### ASSIGNED TASK
Could you restate every record below word for word?

### Referring expression pointing data
★ ★ ★ ★ ★

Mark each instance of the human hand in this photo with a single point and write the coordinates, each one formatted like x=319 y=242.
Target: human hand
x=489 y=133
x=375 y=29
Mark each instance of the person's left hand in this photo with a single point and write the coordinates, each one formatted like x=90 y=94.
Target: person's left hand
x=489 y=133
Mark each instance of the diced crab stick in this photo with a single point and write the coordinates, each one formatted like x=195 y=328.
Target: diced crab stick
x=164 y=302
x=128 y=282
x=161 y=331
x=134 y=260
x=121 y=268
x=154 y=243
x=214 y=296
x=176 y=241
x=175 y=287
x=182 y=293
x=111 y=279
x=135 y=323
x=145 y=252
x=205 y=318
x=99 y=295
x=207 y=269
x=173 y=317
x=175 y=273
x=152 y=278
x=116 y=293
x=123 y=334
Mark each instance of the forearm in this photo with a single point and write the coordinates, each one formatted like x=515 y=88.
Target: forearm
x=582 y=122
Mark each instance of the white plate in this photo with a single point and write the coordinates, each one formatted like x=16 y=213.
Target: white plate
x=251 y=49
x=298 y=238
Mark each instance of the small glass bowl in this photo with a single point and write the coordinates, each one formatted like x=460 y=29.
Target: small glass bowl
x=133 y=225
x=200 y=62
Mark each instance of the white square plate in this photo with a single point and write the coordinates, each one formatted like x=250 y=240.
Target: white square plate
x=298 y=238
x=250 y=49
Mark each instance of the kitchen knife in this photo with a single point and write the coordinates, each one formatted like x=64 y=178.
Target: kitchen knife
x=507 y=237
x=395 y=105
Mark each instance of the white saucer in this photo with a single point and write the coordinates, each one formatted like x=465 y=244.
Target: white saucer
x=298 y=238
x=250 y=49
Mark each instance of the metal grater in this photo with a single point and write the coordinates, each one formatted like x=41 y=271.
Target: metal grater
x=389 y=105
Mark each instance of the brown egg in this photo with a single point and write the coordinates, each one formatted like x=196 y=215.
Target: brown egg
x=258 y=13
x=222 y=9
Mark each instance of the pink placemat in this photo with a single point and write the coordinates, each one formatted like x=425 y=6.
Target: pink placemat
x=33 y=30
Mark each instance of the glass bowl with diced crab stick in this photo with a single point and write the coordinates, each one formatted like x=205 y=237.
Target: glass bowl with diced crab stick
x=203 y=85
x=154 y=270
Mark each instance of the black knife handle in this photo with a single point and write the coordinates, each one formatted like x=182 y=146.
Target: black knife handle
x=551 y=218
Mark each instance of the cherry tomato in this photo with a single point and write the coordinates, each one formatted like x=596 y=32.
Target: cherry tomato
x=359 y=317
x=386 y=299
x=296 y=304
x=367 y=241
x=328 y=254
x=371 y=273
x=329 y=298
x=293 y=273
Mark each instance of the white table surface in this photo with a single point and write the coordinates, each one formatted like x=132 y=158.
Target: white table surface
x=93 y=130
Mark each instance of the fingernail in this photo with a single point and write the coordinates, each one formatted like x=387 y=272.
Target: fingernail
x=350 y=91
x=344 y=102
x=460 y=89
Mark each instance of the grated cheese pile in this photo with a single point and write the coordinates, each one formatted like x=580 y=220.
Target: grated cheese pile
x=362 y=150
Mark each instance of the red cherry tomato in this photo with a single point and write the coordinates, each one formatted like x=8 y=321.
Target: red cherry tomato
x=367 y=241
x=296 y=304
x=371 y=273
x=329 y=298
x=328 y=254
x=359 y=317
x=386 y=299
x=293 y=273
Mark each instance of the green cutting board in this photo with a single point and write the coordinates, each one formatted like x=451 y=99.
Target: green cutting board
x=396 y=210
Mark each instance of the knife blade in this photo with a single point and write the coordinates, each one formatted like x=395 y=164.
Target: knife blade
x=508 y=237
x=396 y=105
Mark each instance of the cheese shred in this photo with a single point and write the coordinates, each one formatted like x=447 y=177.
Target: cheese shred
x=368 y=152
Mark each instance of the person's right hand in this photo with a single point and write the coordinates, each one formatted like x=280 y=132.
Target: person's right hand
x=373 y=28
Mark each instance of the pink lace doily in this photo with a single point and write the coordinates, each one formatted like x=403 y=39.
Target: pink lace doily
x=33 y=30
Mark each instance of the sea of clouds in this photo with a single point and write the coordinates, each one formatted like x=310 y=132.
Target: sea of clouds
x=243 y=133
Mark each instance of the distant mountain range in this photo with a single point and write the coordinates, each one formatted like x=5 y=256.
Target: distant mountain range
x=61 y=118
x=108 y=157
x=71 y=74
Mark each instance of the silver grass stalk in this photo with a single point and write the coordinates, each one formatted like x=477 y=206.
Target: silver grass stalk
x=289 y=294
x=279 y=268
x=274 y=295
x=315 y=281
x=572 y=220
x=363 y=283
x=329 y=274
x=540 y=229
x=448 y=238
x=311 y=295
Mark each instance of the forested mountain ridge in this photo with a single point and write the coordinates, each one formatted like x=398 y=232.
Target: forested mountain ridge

★ ★ ★ ★ ★

### OUTPUT FOR THIS TASK
Mark each instance of the human hand in this photo with a single point and write the coordinates, each one formatted like x=319 y=242.
Target: human hand
x=489 y=133
x=375 y=29
Mark each instance of the person's left hand in this photo with a single point and write the coordinates, each one formatted like x=90 y=94.
Target: person's left hand
x=489 y=133
Mark each instance of the diced crab stick in this photo with a single point and write the coordinates, each one formatted like x=195 y=328.
Target: diced crab stick
x=164 y=302
x=128 y=282
x=161 y=331
x=134 y=260
x=121 y=268
x=154 y=243
x=214 y=296
x=176 y=241
x=175 y=287
x=182 y=293
x=111 y=279
x=135 y=323
x=145 y=252
x=205 y=318
x=99 y=295
x=207 y=269
x=173 y=317
x=175 y=273
x=152 y=278
x=116 y=293
x=123 y=334
Mark each instance of the forearm in this photo with a single point and write the coordinates, each one formatted like x=515 y=88.
Target: forearm
x=582 y=122
Mark each instance of the white plate in this photo with a single point and write the coordinates, each one formatted like x=16 y=213.
Target: white plate
x=251 y=49
x=298 y=238
Mark each instance of the small glass bowl in this photo with a single point and write the coordinates, each one formatted like x=460 y=29.
Target: small glass bowl
x=133 y=225
x=200 y=62
Mark each instance of the white square plate in this photo with a single point and write the coordinates, each one formatted like x=250 y=240.
Target: white square plate
x=298 y=238
x=250 y=49
Mark each instance of the kitchen knife in this photo with a single point and write the coordinates, each one formatted like x=64 y=178.
Target: kitchen knife
x=507 y=237
x=395 y=105
Mark each instance of the white saucer in this photo with a single point and write the coordinates, each one formatted like x=465 y=244.
Target: white saucer
x=298 y=238
x=250 y=49
Mark each instance of the metal grater in this photo with a single point and write the coordinates, each one formatted like x=41 y=271.
Target: metal grater
x=389 y=105
Mark each instance of the brown egg in this photo with a single point and write the coordinates, each one formatted like x=196 y=215.
Target: brown egg
x=258 y=13
x=222 y=9
Mark each instance of the pink placemat in this photo with a single point and write the coordinates, each one formatted like x=425 y=6.
Target: pink placemat
x=33 y=30
Mark each instance of the glass bowl with diced crab stick in this photo with a single point and write the coordinates, each one formatted like x=205 y=237.
Target: glass bowl with diced crab stick
x=203 y=85
x=154 y=270
Mark each instance of the black knife handle in this photo with a single point and write the coordinates, each one formatted like x=182 y=146.
Target: black knife handle
x=551 y=218
Mark each instance of the cherry tomato in this photo with a single point and write the coordinates, each one formatted like x=596 y=32.
Target: cherry tomato
x=359 y=317
x=386 y=299
x=296 y=304
x=367 y=241
x=328 y=254
x=371 y=273
x=329 y=298
x=293 y=273
Mark each instance of the white table surface in this photo with a single point and write the coordinates, each one formatted like x=132 y=158.
Target: white table surface
x=93 y=130
Mark each instance of the fingernail in this photo with a single point and write the coordinates, each one formatted like x=387 y=272.
Target: fingernail
x=350 y=91
x=344 y=102
x=460 y=89
Mark each instance of the grated cheese pile in this photo with a single point and write the coordinates, each one formatted like x=580 y=220.
Target: grated cheese pile
x=362 y=150
Mark each instance of the red cherry tomato in this photo with a single point and write the coordinates, each one formatted like x=8 y=321.
Target: red cherry tomato
x=367 y=241
x=296 y=304
x=371 y=273
x=329 y=298
x=328 y=254
x=359 y=317
x=386 y=299
x=293 y=273
Mark each instance of the green cutting board in this photo with a single point and write the coordinates, each one formatted like x=451 y=99.
Target: green cutting board
x=396 y=210
Mark each instance of the knife blade in this photo with a single point and write the coordinates, each one formatted like x=395 y=164.
Target: knife blade
x=508 y=237
x=396 y=105
Mark each instance of the cheese shred in this photo with a single point and write the coordinates, each one formatted like x=447 y=177.
Target: cheese shred
x=368 y=152
Mark each instance of the person's right hand in this photo with a single point and write the coordinates, each one formatted like x=280 y=132.
Target: person's right hand
x=373 y=28
Mark each instance of the pink lace doily in this photo with a single point and write the coordinates, each one formatted like x=403 y=39.
Target: pink lace doily
x=33 y=30
Mark each instance of the sea of clouds in this photo with a single point and write the coordinates, each one formatted like x=310 y=132.
Target: sea of clouds
x=243 y=133
Mark each instance of the distant mountain range in this photo with a single point and write the coordinates, each one formatted like x=5 y=256.
Target: distant mountain range
x=61 y=118
x=108 y=157
x=71 y=74
Mark each instance of the silver grass stalk in this photo with a single point and write the coordinates, each one formatted like x=477 y=206.
Target: silver grass stalk
x=289 y=294
x=279 y=268
x=274 y=295
x=315 y=281
x=572 y=220
x=363 y=283
x=329 y=274
x=540 y=229
x=448 y=238
x=311 y=295
Mark each instance of the forested mountain ridge in this photo with a single point and write the coordinates, each one formatted like x=398 y=232.
Target: forested mountain ridge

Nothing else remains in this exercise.